» Objetivo del ejercicio
Enumera todo aquello de lo que, según el fragmento sobre la hora dorada, «la causalidad no sabe».

» Fragmento del texto
════

La hora dorada

No era aún cerrada la noche, ni había cesado el vuelo de los pájaros, pero era una bonita noche. De esas noches en las que la duermevela rocía con su manto de ripia idealidad todo lo que se le antoja; imágenes vivas y dolorosos recuerdos. En verdad no había finalizado la llamada “hora dorada”, esa hora en la que todo es más bello por el simple hecho de que la melancolía de un sol en fuga prende de color todo lo que alcanza. En esos momentos, aunadas tonalidad, candidez y presencia, eran solapados los sentimientos, no quedando sino deleitarse con la bella estampa del crepúsculo.

A un lado, como salida de la nada ondeaba una melena fogueada; siendo la mirada acaramelada de su portadora tan sumamente turbadora, que no alcanzaba a entrever su profundidad. La hora resistíase a morir, y mezclando el halo misterioso y particular que nos regala cada anochecer con el pulso de una mirada, engalanaba la estampa confiriendo cierto aire de momentánea causalidad a la mujer que hendía intenciones en los ojos de este quien escribe. Pero lo cierto no es sino la propia verdad de cada cual, y la causalidad no sabe de amos, azares o supersticiones, por lo que aquellos ojos —ya dije en alguna ocasión que soy coleccionista de miradas— que hasta ese momento escrutaban mis pensamientos apartáronse de mi, no sin antes lanzar una pregunta al aire: ¿Estarás mañana por aquí? Habían sido palabras pronunciadas con un deje de irónica y desiderativa interrogación —no sin cierto pudor reconozco mi previsibilidad—, pues ella sabía la respuesta antes de considerar siquiera formular tales dudas.

════

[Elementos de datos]
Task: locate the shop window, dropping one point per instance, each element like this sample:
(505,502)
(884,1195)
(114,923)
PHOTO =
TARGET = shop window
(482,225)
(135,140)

════

» Solución de la tarea
Amos, azares y supersticiones.